BRIEF: How many lines in the material below contain the string "gray", counting a match only when its capitalization is identical? Reply with the number alone.

Begin MATERIAL SUPPLIED

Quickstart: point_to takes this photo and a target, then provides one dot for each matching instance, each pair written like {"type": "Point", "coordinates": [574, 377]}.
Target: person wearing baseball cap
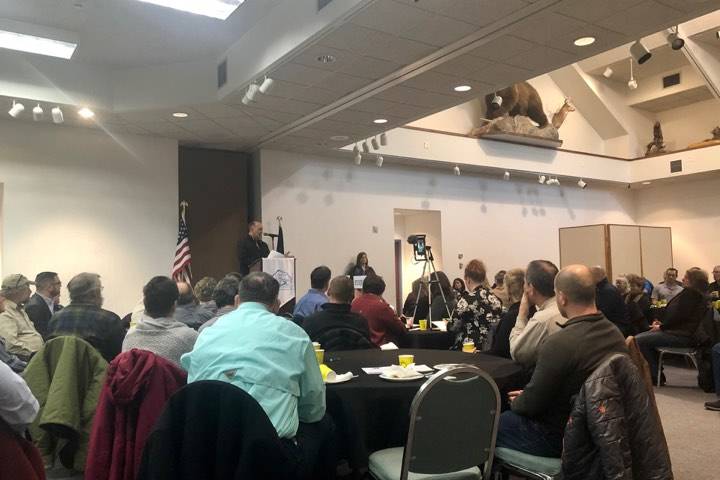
{"type": "Point", "coordinates": [16, 328]}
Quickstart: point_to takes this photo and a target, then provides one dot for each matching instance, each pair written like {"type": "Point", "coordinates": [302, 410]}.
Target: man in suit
{"type": "Point", "coordinates": [252, 248]}
{"type": "Point", "coordinates": [45, 301]}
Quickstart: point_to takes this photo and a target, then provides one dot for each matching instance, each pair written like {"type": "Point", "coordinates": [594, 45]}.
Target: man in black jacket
{"type": "Point", "coordinates": [335, 327]}
{"type": "Point", "coordinates": [536, 423]}
{"type": "Point", "coordinates": [44, 303]}
{"type": "Point", "coordinates": [609, 301]}
{"type": "Point", "coordinates": [252, 248]}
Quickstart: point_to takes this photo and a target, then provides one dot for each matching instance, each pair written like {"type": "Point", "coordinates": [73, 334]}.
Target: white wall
{"type": "Point", "coordinates": [690, 208]}
{"type": "Point", "coordinates": [78, 200]}
{"type": "Point", "coordinates": [329, 208]}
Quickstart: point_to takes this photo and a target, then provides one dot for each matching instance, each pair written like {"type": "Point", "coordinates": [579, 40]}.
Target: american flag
{"type": "Point", "coordinates": [181, 267]}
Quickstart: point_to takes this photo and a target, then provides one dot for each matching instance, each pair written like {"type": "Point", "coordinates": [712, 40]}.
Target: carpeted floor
{"type": "Point", "coordinates": [693, 433]}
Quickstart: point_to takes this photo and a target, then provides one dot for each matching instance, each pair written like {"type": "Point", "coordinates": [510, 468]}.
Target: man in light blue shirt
{"type": "Point", "coordinates": [316, 297]}
{"type": "Point", "coordinates": [273, 360]}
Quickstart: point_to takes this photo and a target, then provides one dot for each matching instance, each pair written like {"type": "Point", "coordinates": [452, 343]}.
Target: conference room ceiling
{"type": "Point", "coordinates": [394, 59]}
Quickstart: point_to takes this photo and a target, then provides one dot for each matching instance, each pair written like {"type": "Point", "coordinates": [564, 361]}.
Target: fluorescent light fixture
{"type": "Point", "coordinates": [38, 45]}
{"type": "Point", "coordinates": [57, 115]}
{"type": "Point", "coordinates": [86, 113]}
{"type": "Point", "coordinates": [584, 41]}
{"type": "Point", "coordinates": [220, 9]}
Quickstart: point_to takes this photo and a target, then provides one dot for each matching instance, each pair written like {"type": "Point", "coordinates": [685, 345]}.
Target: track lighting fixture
{"type": "Point", "coordinates": [266, 86]}
{"type": "Point", "coordinates": [250, 94]}
{"type": "Point", "coordinates": [38, 113]}
{"type": "Point", "coordinates": [674, 40]}
{"type": "Point", "coordinates": [57, 115]}
{"type": "Point", "coordinates": [639, 52]}
{"type": "Point", "coordinates": [632, 83]}
{"type": "Point", "coordinates": [16, 109]}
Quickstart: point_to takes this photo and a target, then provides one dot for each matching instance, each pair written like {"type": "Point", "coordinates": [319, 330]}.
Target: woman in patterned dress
{"type": "Point", "coordinates": [478, 310]}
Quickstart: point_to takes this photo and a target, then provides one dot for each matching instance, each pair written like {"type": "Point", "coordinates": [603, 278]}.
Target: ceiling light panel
{"type": "Point", "coordinates": [220, 9]}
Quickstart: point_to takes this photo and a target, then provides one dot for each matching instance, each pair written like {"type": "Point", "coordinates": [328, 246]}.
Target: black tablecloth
{"type": "Point", "coordinates": [433, 339]}
{"type": "Point", "coordinates": [371, 413]}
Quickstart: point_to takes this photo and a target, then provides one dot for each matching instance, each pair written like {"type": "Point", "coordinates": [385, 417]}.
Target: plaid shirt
{"type": "Point", "coordinates": [101, 328]}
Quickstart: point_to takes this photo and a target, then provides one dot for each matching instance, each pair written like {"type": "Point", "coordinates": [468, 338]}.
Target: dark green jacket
{"type": "Point", "coordinates": [566, 360]}
{"type": "Point", "coordinates": [66, 377]}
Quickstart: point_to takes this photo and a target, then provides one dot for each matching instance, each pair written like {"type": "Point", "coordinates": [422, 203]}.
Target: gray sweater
{"type": "Point", "coordinates": [162, 336]}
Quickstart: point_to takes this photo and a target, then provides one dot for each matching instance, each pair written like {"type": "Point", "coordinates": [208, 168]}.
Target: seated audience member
{"type": "Point", "coordinates": [225, 297]}
{"type": "Point", "coordinates": [715, 405]}
{"type": "Point", "coordinates": [204, 289]}
{"type": "Point", "coordinates": [667, 290]}
{"type": "Point", "coordinates": [273, 360]}
{"type": "Point", "coordinates": [315, 298]}
{"type": "Point", "coordinates": [157, 331]}
{"type": "Point", "coordinates": [638, 304]}
{"type": "Point", "coordinates": [385, 326]}
{"type": "Point", "coordinates": [443, 301]}
{"type": "Point", "coordinates": [18, 406]}
{"type": "Point", "coordinates": [361, 267]}
{"type": "Point", "coordinates": [335, 326]}
{"type": "Point", "coordinates": [682, 317]}
{"type": "Point", "coordinates": [188, 311]}
{"type": "Point", "coordinates": [416, 308]}
{"type": "Point", "coordinates": [499, 289]}
{"type": "Point", "coordinates": [536, 421]}
{"type": "Point", "coordinates": [45, 301]}
{"type": "Point", "coordinates": [20, 335]}
{"type": "Point", "coordinates": [514, 284]}
{"type": "Point", "coordinates": [85, 317]}
{"type": "Point", "coordinates": [714, 288]}
{"type": "Point", "coordinates": [477, 311]}
{"type": "Point", "coordinates": [621, 283]}
{"type": "Point", "coordinates": [610, 302]}
{"type": "Point", "coordinates": [529, 333]}
{"type": "Point", "coordinates": [6, 357]}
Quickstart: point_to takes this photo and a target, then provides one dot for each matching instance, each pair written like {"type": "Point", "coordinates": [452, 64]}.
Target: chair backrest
{"type": "Point", "coordinates": [453, 423]}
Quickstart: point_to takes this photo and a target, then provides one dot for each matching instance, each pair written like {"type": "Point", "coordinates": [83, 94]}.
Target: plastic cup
{"type": "Point", "coordinates": [405, 360]}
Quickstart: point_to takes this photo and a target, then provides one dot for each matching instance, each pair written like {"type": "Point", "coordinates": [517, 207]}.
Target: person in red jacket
{"type": "Point", "coordinates": [385, 326]}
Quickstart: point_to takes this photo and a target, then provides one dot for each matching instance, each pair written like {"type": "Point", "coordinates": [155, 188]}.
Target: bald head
{"type": "Point", "coordinates": [577, 284]}
{"type": "Point", "coordinates": [598, 273]}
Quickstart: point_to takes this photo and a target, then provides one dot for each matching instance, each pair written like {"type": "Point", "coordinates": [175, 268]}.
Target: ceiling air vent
{"type": "Point", "coordinates": [671, 80]}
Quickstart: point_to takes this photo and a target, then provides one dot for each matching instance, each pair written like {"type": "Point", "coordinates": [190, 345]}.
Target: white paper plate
{"type": "Point", "coordinates": [404, 379]}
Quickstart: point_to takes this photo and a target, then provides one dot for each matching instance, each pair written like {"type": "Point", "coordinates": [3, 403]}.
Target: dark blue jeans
{"type": "Point", "coordinates": [649, 341]}
{"type": "Point", "coordinates": [527, 435]}
{"type": "Point", "coordinates": [716, 368]}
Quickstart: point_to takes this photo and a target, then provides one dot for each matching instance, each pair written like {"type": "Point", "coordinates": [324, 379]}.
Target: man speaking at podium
{"type": "Point", "coordinates": [251, 249]}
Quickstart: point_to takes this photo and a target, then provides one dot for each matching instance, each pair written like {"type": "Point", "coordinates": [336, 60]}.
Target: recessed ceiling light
{"type": "Point", "coordinates": [86, 113]}
{"type": "Point", "coordinates": [220, 9]}
{"type": "Point", "coordinates": [584, 41]}
{"type": "Point", "coordinates": [38, 45]}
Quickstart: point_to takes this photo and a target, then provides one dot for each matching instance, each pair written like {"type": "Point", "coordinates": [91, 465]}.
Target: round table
{"type": "Point", "coordinates": [371, 413]}
{"type": "Point", "coordinates": [431, 339]}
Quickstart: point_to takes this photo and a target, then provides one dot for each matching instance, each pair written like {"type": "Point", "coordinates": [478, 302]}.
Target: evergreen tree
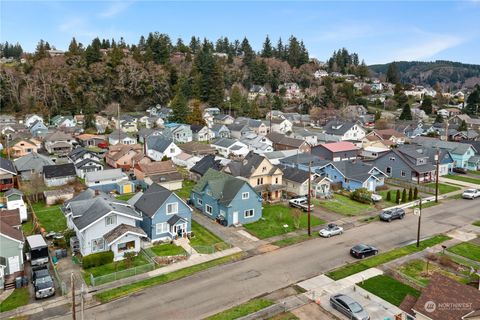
{"type": "Point", "coordinates": [392, 73]}
{"type": "Point", "coordinates": [406, 112]}
{"type": "Point", "coordinates": [267, 51]}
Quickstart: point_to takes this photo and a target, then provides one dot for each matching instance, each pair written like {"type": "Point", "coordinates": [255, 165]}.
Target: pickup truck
{"type": "Point", "coordinates": [300, 203]}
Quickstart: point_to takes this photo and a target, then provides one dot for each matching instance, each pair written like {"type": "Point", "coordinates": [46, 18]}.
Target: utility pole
{"type": "Point", "coordinates": [437, 160]}
{"type": "Point", "coordinates": [419, 222]}
{"type": "Point", "coordinates": [309, 195]}
{"type": "Point", "coordinates": [73, 295]}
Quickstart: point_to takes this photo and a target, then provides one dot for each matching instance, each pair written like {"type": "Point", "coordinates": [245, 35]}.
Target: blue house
{"type": "Point", "coordinates": [219, 194]}
{"type": "Point", "coordinates": [165, 215]}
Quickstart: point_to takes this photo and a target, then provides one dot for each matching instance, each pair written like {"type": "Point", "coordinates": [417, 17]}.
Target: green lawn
{"type": "Point", "coordinates": [187, 187]}
{"type": "Point", "coordinates": [388, 289]}
{"type": "Point", "coordinates": [463, 178]}
{"type": "Point", "coordinates": [112, 267]}
{"type": "Point", "coordinates": [344, 205]}
{"type": "Point", "coordinates": [167, 249]}
{"type": "Point", "coordinates": [274, 218]}
{"type": "Point", "coordinates": [125, 197]}
{"type": "Point", "coordinates": [138, 286]}
{"type": "Point", "coordinates": [204, 241]}
{"type": "Point", "coordinates": [242, 310]}
{"type": "Point", "coordinates": [468, 250]}
{"type": "Point", "coordinates": [18, 298]}
{"type": "Point", "coordinates": [443, 188]}
{"type": "Point", "coordinates": [382, 258]}
{"type": "Point", "coordinates": [51, 217]}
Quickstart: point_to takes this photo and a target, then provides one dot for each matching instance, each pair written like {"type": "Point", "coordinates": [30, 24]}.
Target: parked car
{"type": "Point", "coordinates": [460, 170]}
{"type": "Point", "coordinates": [471, 194]}
{"type": "Point", "coordinates": [391, 214]}
{"type": "Point", "coordinates": [331, 230]}
{"type": "Point", "coordinates": [349, 307]}
{"type": "Point", "coordinates": [300, 203]}
{"type": "Point", "coordinates": [361, 251]}
{"type": "Point", "coordinates": [43, 284]}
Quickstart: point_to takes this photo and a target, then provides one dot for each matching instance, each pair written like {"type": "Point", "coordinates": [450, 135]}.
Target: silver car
{"type": "Point", "coordinates": [349, 307]}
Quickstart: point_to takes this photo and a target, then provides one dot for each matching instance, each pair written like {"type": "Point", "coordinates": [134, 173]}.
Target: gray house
{"type": "Point", "coordinates": [165, 215]}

End MATERIAL SUPPLIED

ANSWER BELOW: 2